原作はサヨで、映画的にも姿勢としてはサヨなんだろう。でもね、この程度の陰謀ものにウヨもサヨもないと思うぞ。アントワーン・フークア監督。という訳で、主人公のマッチョぶりを堪能するアクション映画として観るならこれは、かなり楽しい映画。

登場人物がステロタイプにハマり過ぎ。どれだけ撃たれても決して倒れないマッチョな主人公(愛国心という言葉に滅法弱い)。疑惑の主人公をいとも簡単に信じちゃう巨乳のお姉ちゃん。お腹が出てる脂ぎった悪党。ピンチになると弁解を始めるがり勉小悪党。こういう単純な演出(演出だよね???)を、「アホか!」と思うか、「分かりやすい」と思うかで、楽しさが全然違ってくる。前者の人は、10分に1回位のペースで高まる馬鹿馬鹿しいという感情を我慢しないと最後まで見れないでしょう。とにかく、ミエミエの部分が多い。

個人的には、最近こういうスタンダードなアメリカ映画にお目にかかれる機会が随分減ったので、素直に楽しむ事が出来た。イラク戦争前後のアメリカ国内の愛国心の高まりによるだろう、一連のFeel - good - movieには、正直辟易させらた時期もあったけど、やはりアメリカの価値観というのは、現代社会を牽引している部分が多分にあるわけで・・・。スーパーマン(明確な規範)が存在するアメリカと、スーパーマン無き日本を比べたら、それが多少歪んだものであれ、スーパーマンがいないよりはマシだ。という事になると思う。

この映画も、一応右翼批判という体はとりつつ、描かれているのは、やはりアメリカの男であり、アメリカの男斯くあるべし(さらに言えば、アメリカの女斯くあるべし)という規範である。そして、僕は思うのだけれど、規範無きわれ等日本の軟弱な男子諸氏の心の欠落を埋める代理装置として、このようなアメリカ映画は受け入れらているんじゃないか。少なくとも、僕はこの映画を爽快だと思うし、素直に楽しむ事が出来る。それは、やはりアメリカという国の美点をそこに感じるからだ。
****************
(課題)
1. 映画評では、この映画の監督は誰だとされているか。
2. 映画評の最後の文のあとから、同じ調子で文章を書き継げ。

(データ抜粋)
****************
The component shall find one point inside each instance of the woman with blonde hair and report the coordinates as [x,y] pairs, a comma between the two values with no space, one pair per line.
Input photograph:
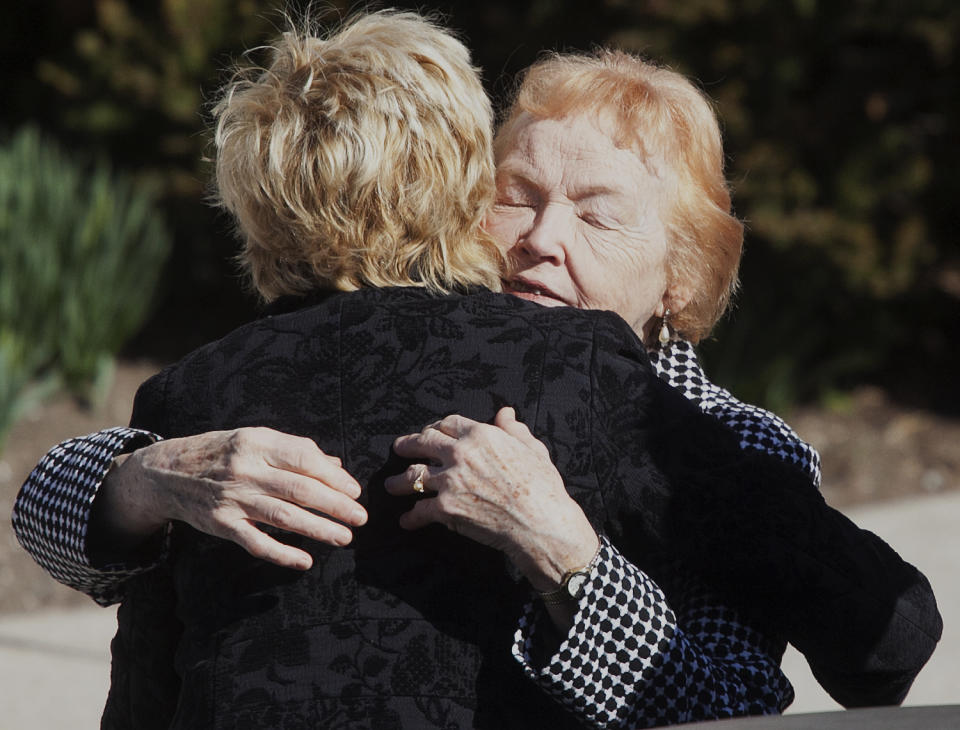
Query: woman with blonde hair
****************
(解答例)
1. アントワーン・フークア。

2.
だって、日本だったらどんなに政治が腐敗しようが、官僚が汚職しようが、暴動なんて起きないし、暗殺なんて話も聞かない。結局、そういう事なんだと思う。国にも国民にも明確な規範がない(正確には、戦後失われた)から、いつまでたっていろんな事がグダグダなんだと思う。そして、多くの人がそういう現状に辟易している。少なくとも、僕はしている。

そういう国で、こういうマッチョなアメリカ映画を観ると、今一番この国に必要なのは、「こいつら何言っても結局変わんないから、いっちょ殺っちまおう!」という程度の気概なんじゃないかと思う。そういう視点で見ると、このお馬鹿なマッチョ映画にも意義が見えてくる。

とまあ、話が映画の中身からは随分逸れたけど、やっぱアメリカ映画の勢いの本質はソコだろうし、ソコが面白さのポイントでもあって、この映画はそういう部分だけはしっかり押さえてある良質映画ではある。

という訳で、僕はこの映画を薦めます。